--- SOURCE EXTRACT ---
########

The skeleton is a highly vascularized and cellular tissue that serves as an ion reservoir of calcium, phosphate, and (to a lesser extent) magnesium; the exquisitely orchestrated balance between creating and removing bone tissue defines the process of bone remodeling that enables the adult skeleton to maintain its integrity and strength. The pediatric skeleton also demonstrates bone modeling, which permits bones to grow and reshape according to both genetic and environmental influences. Integrated with this activity is the ability to respond to external signaling in order to regulate calcium and phosphorus homeostasis. The complexity of the intimate and intricate interactions performed by the cellular elements of bone throughout the life of an individual is only recently becoming appreciated, and much about it remains to be elucidated.

########

--- WHAT THE TASK REQUIRES ---
Carry on the passage about bone tissue and remodeling, picking up right after its final sentence.

########

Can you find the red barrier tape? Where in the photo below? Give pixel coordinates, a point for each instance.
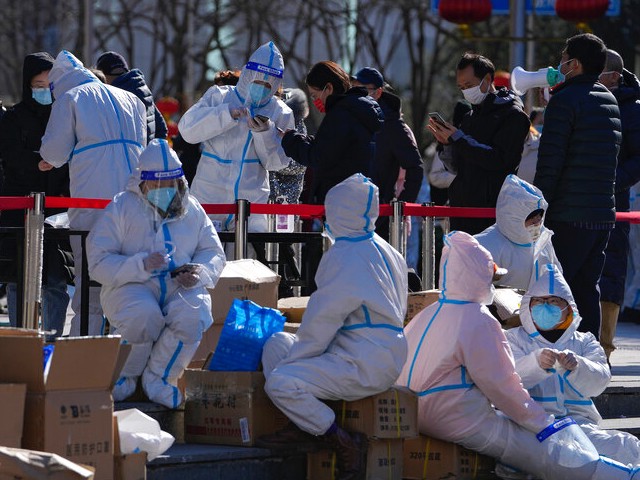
(303, 210)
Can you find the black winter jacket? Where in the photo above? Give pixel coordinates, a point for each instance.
(133, 81)
(628, 170)
(486, 148)
(344, 144)
(396, 147)
(579, 146)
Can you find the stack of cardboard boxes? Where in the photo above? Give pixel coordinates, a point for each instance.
(232, 408)
(386, 419)
(68, 408)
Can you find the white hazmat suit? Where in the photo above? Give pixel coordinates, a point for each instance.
(350, 344)
(568, 392)
(509, 242)
(161, 319)
(100, 130)
(235, 160)
(461, 366)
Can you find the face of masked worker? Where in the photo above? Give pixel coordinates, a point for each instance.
(259, 93)
(548, 312)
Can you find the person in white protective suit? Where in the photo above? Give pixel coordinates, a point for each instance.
(238, 126)
(100, 131)
(350, 343)
(148, 233)
(519, 241)
(563, 368)
(462, 368)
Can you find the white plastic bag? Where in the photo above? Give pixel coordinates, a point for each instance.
(141, 433)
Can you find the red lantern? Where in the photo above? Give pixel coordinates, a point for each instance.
(465, 11)
(581, 10)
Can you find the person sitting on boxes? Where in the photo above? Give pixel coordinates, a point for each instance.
(563, 368)
(154, 251)
(350, 343)
(461, 367)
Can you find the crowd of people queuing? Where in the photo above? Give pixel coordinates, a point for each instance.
(96, 133)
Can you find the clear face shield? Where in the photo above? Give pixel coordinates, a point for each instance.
(165, 190)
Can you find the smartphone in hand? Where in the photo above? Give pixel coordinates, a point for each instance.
(187, 267)
(437, 118)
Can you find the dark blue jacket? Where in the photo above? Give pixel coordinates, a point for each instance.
(133, 81)
(344, 144)
(578, 152)
(628, 171)
(396, 147)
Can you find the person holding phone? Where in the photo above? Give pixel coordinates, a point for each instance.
(155, 251)
(488, 144)
(239, 127)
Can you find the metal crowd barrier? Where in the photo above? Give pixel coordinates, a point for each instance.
(29, 277)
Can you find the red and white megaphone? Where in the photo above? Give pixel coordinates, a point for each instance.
(521, 80)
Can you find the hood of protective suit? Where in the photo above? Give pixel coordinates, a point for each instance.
(517, 199)
(466, 269)
(158, 162)
(351, 208)
(265, 64)
(550, 282)
(68, 72)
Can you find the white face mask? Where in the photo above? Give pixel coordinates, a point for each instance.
(534, 231)
(474, 95)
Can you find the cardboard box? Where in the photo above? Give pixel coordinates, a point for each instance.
(390, 414)
(228, 408)
(12, 397)
(418, 301)
(247, 280)
(384, 461)
(293, 308)
(69, 407)
(17, 463)
(427, 458)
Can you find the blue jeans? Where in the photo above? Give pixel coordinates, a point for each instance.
(55, 300)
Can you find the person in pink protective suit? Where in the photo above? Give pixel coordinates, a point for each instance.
(563, 368)
(462, 368)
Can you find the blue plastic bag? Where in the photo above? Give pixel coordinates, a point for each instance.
(245, 331)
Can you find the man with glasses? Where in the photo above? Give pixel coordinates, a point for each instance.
(576, 170)
(563, 368)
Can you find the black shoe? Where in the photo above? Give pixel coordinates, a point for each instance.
(351, 453)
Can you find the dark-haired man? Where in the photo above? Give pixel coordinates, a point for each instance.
(576, 170)
(488, 145)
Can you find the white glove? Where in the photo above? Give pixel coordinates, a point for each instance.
(155, 261)
(257, 125)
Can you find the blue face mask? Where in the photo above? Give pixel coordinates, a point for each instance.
(161, 197)
(42, 96)
(562, 76)
(258, 94)
(546, 316)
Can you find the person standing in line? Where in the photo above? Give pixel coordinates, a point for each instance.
(345, 141)
(396, 147)
(99, 131)
(117, 73)
(626, 88)
(488, 144)
(576, 170)
(21, 131)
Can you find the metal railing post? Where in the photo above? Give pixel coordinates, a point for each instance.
(33, 245)
(242, 215)
(428, 251)
(396, 227)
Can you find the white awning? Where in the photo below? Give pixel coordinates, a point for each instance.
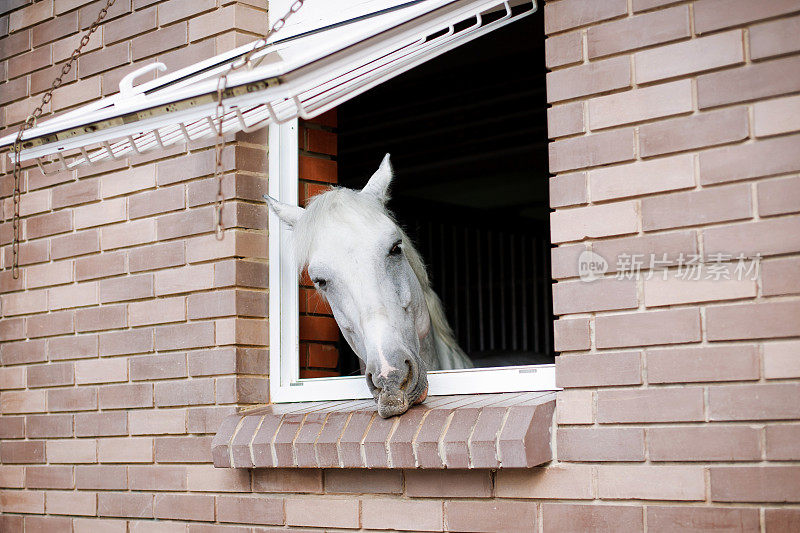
(300, 76)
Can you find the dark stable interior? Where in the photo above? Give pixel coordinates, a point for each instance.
(468, 136)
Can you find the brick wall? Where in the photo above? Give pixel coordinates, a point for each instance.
(132, 331)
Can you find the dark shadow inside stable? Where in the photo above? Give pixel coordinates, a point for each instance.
(468, 136)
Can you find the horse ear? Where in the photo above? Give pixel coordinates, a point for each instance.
(378, 184)
(289, 214)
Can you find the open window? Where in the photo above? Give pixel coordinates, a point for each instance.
(467, 133)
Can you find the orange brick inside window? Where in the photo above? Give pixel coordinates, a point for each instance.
(319, 334)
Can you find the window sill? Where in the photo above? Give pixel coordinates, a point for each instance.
(509, 430)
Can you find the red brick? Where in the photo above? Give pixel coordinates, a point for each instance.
(564, 49)
(779, 197)
(50, 375)
(592, 78)
(775, 37)
(600, 444)
(750, 82)
(599, 370)
(719, 14)
(131, 505)
(650, 405)
(696, 131)
(666, 519)
(258, 510)
(495, 515)
(418, 515)
(598, 518)
(573, 13)
(706, 443)
(594, 221)
(711, 363)
(755, 484)
(643, 329)
(754, 402)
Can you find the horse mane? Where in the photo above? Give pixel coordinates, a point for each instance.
(339, 203)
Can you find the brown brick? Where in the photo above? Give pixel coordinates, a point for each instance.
(753, 81)
(126, 288)
(156, 256)
(755, 484)
(49, 477)
(158, 201)
(718, 363)
(774, 38)
(754, 402)
(159, 41)
(77, 347)
(779, 197)
(82, 242)
(650, 405)
(651, 482)
(643, 329)
(130, 25)
(101, 424)
(43, 426)
(73, 399)
(568, 189)
(130, 505)
(665, 519)
(639, 31)
(601, 295)
(719, 14)
(643, 177)
(592, 78)
(599, 370)
(781, 361)
(497, 515)
(753, 321)
(608, 518)
(594, 221)
(49, 375)
(573, 13)
(688, 57)
(707, 443)
(28, 451)
(124, 342)
(696, 131)
(402, 514)
(257, 510)
(101, 477)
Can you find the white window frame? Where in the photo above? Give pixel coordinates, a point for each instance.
(284, 311)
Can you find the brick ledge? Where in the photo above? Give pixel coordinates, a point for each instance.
(509, 430)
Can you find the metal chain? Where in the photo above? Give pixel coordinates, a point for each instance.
(30, 121)
(222, 85)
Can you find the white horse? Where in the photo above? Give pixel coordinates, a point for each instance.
(364, 264)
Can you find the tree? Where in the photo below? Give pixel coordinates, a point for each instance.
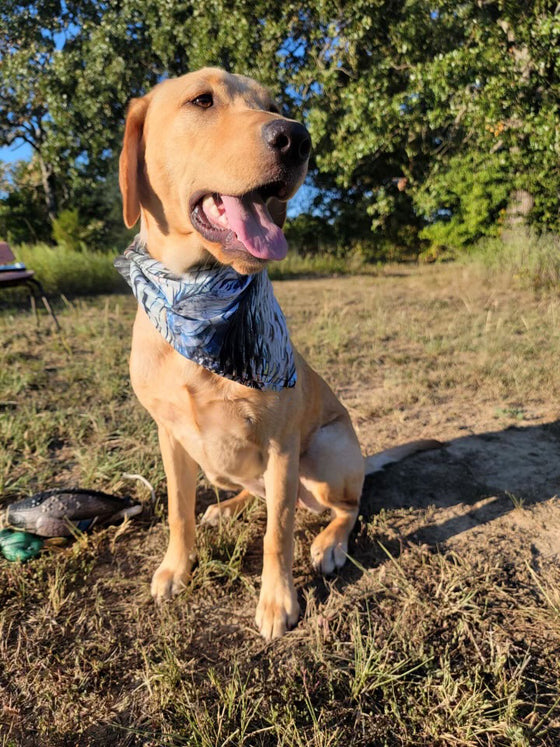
(405, 99)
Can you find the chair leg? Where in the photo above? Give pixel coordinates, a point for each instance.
(43, 296)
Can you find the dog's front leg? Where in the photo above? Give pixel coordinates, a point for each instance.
(278, 607)
(181, 472)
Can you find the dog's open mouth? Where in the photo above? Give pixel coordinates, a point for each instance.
(242, 222)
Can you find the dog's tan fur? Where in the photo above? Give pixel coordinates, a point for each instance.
(279, 445)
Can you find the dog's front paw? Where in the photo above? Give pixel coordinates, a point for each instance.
(277, 610)
(167, 581)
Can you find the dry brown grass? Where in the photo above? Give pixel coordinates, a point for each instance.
(423, 639)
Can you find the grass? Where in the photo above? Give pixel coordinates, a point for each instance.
(71, 273)
(65, 271)
(411, 644)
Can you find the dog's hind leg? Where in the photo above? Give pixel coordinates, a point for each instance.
(332, 476)
(229, 508)
(181, 471)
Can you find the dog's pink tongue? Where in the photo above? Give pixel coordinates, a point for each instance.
(249, 218)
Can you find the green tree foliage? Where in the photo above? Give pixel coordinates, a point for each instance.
(425, 115)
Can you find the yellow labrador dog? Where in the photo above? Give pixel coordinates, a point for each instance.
(207, 165)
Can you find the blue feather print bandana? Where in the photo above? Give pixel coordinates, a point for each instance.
(230, 324)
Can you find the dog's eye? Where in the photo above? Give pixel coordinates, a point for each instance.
(204, 101)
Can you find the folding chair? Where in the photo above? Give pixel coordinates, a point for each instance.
(14, 273)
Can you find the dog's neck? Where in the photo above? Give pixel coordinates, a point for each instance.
(230, 324)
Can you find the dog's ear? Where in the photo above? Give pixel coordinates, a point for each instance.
(129, 161)
(277, 210)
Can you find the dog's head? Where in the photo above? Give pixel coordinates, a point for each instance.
(209, 163)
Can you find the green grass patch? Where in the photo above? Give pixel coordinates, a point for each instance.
(73, 273)
(529, 258)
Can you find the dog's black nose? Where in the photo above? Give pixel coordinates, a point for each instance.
(290, 139)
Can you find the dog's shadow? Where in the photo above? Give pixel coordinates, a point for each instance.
(440, 494)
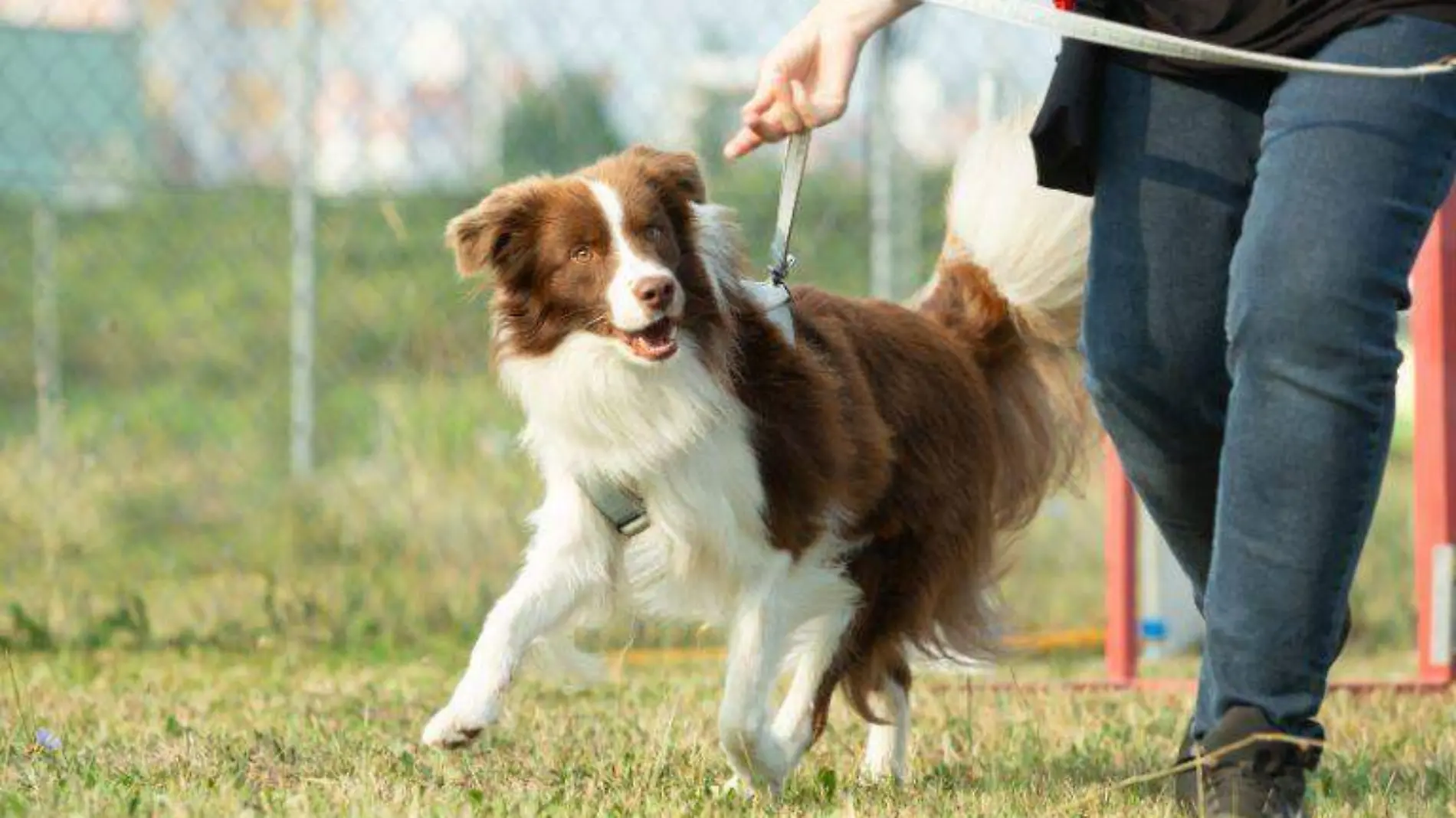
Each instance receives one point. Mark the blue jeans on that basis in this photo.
(1251, 244)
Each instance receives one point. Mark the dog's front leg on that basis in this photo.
(567, 561)
(756, 649)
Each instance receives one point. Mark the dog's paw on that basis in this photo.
(734, 788)
(451, 730)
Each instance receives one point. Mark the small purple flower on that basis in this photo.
(47, 740)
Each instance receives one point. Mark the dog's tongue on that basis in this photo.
(653, 339)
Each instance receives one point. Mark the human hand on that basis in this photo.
(804, 80)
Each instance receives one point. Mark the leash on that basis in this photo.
(1132, 38)
(791, 178)
(626, 511)
(621, 506)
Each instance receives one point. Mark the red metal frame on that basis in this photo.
(1433, 338)
(1433, 331)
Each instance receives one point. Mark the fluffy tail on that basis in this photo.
(1009, 281)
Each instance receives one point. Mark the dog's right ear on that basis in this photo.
(493, 236)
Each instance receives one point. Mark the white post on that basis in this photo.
(302, 210)
(988, 100)
(881, 174)
(1169, 620)
(47, 339)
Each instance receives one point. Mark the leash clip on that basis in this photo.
(791, 179)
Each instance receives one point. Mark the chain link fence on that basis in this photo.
(244, 396)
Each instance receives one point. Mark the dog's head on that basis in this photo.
(606, 250)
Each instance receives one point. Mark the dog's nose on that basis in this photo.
(655, 292)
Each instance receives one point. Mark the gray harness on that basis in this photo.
(621, 506)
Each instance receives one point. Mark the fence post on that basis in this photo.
(302, 255)
(881, 172)
(1433, 331)
(47, 329)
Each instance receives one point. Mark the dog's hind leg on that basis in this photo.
(568, 561)
(887, 745)
(820, 641)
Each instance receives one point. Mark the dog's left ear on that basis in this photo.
(671, 171)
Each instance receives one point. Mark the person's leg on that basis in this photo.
(1174, 178)
(1349, 178)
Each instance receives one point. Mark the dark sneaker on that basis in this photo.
(1185, 782)
(1247, 777)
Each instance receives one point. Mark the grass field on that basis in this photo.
(208, 636)
(316, 734)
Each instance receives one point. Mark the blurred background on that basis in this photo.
(244, 398)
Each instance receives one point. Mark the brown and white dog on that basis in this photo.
(835, 501)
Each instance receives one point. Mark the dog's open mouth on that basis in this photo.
(654, 342)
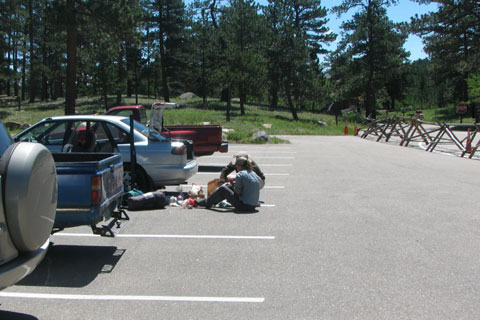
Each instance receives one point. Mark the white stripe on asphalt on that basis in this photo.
(127, 298)
(170, 236)
(244, 147)
(266, 174)
(263, 165)
(256, 157)
(174, 189)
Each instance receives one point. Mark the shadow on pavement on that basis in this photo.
(8, 315)
(73, 266)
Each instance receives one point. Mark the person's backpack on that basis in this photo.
(147, 201)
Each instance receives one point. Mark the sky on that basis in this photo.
(398, 13)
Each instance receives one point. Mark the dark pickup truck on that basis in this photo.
(206, 139)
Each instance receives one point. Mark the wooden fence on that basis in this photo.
(463, 137)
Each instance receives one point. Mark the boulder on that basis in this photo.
(187, 95)
(261, 135)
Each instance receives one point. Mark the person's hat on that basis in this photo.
(241, 161)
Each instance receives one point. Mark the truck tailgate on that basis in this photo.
(90, 187)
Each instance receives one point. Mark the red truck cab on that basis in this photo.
(206, 139)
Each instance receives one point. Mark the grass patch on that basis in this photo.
(241, 127)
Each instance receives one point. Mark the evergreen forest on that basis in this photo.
(279, 53)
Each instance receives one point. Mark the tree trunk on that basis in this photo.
(290, 102)
(120, 76)
(229, 102)
(243, 97)
(24, 70)
(32, 53)
(44, 92)
(70, 93)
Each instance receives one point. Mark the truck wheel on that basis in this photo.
(141, 178)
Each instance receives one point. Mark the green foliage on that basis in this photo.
(240, 128)
(452, 41)
(474, 87)
(370, 56)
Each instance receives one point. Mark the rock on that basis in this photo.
(261, 135)
(187, 95)
(322, 123)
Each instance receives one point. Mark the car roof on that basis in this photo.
(87, 117)
(138, 106)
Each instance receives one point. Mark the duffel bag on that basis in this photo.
(147, 201)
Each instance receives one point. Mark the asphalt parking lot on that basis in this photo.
(349, 229)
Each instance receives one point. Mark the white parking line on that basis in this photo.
(266, 174)
(245, 147)
(170, 236)
(256, 157)
(127, 298)
(263, 165)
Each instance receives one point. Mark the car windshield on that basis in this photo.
(143, 129)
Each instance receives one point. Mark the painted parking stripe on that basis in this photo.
(128, 298)
(244, 147)
(174, 189)
(266, 174)
(169, 236)
(256, 157)
(263, 165)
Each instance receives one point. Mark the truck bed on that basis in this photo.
(90, 187)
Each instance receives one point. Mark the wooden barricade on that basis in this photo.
(414, 129)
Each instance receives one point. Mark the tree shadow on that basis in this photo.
(10, 315)
(73, 266)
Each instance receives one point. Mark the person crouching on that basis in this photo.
(243, 194)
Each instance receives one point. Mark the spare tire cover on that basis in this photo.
(30, 195)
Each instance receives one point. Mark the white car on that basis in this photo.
(159, 161)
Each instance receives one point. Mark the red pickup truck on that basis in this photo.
(207, 139)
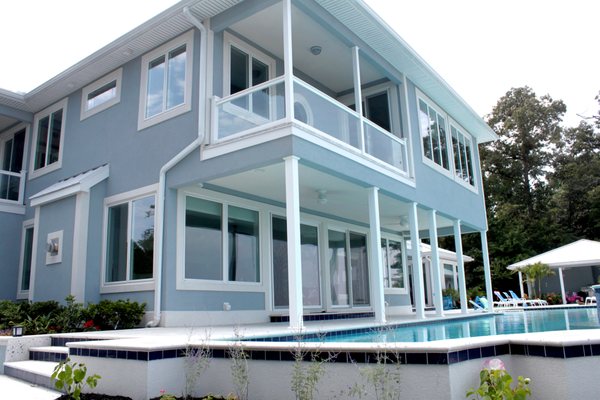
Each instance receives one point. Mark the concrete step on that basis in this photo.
(35, 372)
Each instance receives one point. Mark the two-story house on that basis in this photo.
(232, 160)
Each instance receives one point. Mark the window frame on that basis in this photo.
(28, 224)
(230, 40)
(389, 289)
(461, 131)
(224, 284)
(127, 285)
(186, 39)
(47, 112)
(115, 76)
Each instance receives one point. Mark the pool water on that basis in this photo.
(502, 324)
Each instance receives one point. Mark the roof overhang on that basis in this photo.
(82, 182)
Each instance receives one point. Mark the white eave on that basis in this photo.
(82, 182)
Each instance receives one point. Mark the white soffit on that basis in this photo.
(82, 182)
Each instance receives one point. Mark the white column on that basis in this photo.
(487, 271)
(375, 259)
(562, 286)
(292, 214)
(460, 263)
(358, 92)
(288, 60)
(435, 265)
(418, 288)
(521, 284)
(80, 236)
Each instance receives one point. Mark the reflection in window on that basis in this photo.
(130, 240)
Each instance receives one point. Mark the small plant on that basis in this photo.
(71, 377)
(495, 384)
(239, 367)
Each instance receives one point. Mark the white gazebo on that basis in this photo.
(582, 253)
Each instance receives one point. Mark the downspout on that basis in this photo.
(160, 200)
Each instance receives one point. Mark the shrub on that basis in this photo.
(120, 314)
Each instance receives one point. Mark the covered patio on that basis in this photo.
(579, 254)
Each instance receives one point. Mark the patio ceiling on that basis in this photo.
(345, 200)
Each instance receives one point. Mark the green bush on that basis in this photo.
(120, 314)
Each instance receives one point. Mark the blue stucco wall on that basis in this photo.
(11, 226)
(53, 281)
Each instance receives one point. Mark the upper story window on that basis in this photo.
(450, 149)
(246, 67)
(49, 127)
(129, 243)
(102, 94)
(463, 159)
(166, 80)
(432, 126)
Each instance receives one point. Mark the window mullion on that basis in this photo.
(225, 241)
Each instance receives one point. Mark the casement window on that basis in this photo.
(393, 264)
(102, 94)
(432, 126)
(12, 148)
(129, 250)
(49, 132)
(246, 67)
(463, 159)
(166, 81)
(221, 242)
(26, 259)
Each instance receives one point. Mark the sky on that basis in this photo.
(482, 48)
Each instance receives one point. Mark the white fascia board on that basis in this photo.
(71, 186)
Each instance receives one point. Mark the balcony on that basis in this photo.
(262, 107)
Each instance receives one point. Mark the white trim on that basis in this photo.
(80, 236)
(230, 40)
(34, 173)
(127, 285)
(55, 247)
(186, 39)
(224, 284)
(115, 76)
(28, 224)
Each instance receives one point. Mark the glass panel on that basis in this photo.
(116, 249)
(383, 147)
(424, 126)
(378, 110)
(395, 263)
(435, 137)
(443, 142)
(102, 95)
(55, 132)
(233, 116)
(176, 77)
(360, 270)
(244, 263)
(337, 268)
(142, 240)
(156, 83)
(260, 100)
(42, 143)
(329, 117)
(280, 266)
(311, 279)
(203, 239)
(27, 254)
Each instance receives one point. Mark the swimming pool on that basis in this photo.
(500, 324)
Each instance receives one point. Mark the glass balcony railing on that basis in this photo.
(257, 108)
(12, 186)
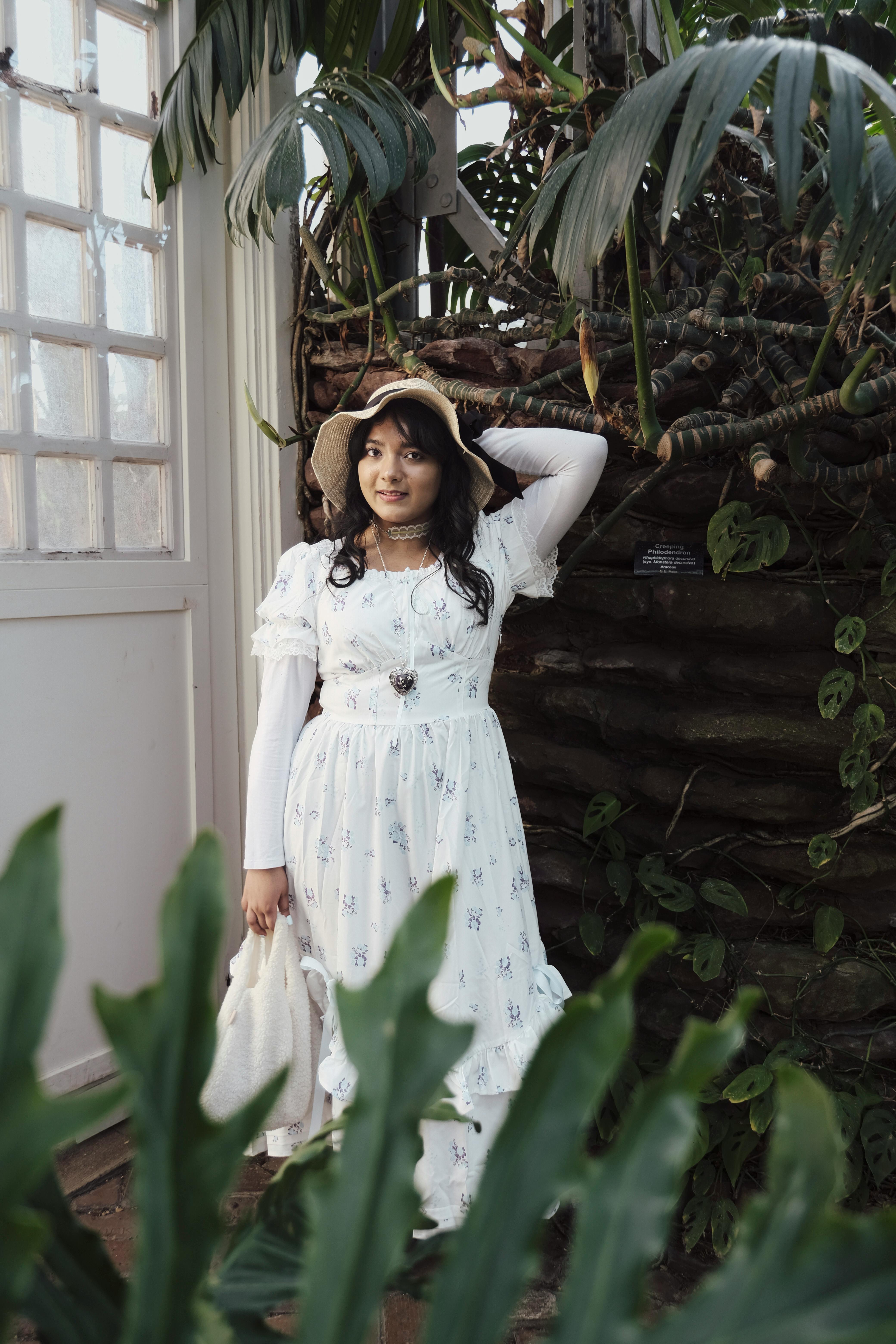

########

--- OUTPUT OF THE TASK ---
Osteoblasts, Osteocytes, and Osteoclasts

The two fundamental processes occurring in bone are 1) modeling, which occurs during growth and results in the enlargement and reshaping of the skeleton to assume the final adult dimensions, and 2) remodeling, which occurs throughout life and involves removal for homeostatic needs, in response to changes in physical stress, and for replacement with no net change in bone mass. Three cells are central to these processes. The osteoblast secretes bone matrix and initiates bone formation, the osteocyte is an aged osteoblast that has become entombed within the newly created bone and maintains a network of communication throughout the bone, and the osteoclast is responsible for bone resorption (Figure 40-1). The osteoblast and osteoclast are both derived from embryonic progenitors within the bone marrow, but from distinctly different stem cell lines. Hence the initiating factors for differentiation of one or the other cell type, as well as cellular responsiveness to extracellular messengers, differ. Moreover, it appears that the osteoblast regulates osteoclastic activity through cell–cell interactions, thus coordinating the creative and destructive activities that ensure the development and maintenance of the necessary shapes of specific bones of the skeleton.

FIGURE 40-1.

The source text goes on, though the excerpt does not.